Requirement ▸ Each line that includes the word "example" should be copied from the records.

(Dataset entries)
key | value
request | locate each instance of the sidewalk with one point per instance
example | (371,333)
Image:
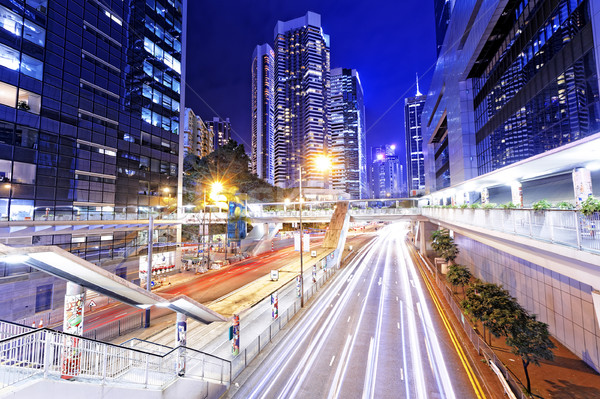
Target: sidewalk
(567,376)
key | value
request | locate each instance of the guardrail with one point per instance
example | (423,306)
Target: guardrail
(46,353)
(253,349)
(566,227)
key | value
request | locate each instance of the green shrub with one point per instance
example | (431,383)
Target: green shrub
(590,206)
(565,205)
(541,205)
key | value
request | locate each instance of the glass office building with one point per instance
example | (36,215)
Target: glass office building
(529,86)
(90,104)
(348,133)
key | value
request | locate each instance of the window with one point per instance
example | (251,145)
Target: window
(26,137)
(23,173)
(29,101)
(40,5)
(34,33)
(21,209)
(43,298)
(5,171)
(11,21)
(32,67)
(8,94)
(9,57)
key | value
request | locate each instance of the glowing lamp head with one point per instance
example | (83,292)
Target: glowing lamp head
(323,163)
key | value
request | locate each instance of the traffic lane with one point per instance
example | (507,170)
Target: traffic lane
(432,331)
(262,380)
(308,341)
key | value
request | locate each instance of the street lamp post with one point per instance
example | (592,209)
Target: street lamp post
(301,233)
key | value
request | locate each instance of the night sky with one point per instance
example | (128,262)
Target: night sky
(386,41)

Expected output ▸
example | (371,333)
example | (423,306)
example | (431,383)
example | (36,215)
example | (251,145)
example | (83,292)
example | (507,170)
example | (592,209)
example | (128,262)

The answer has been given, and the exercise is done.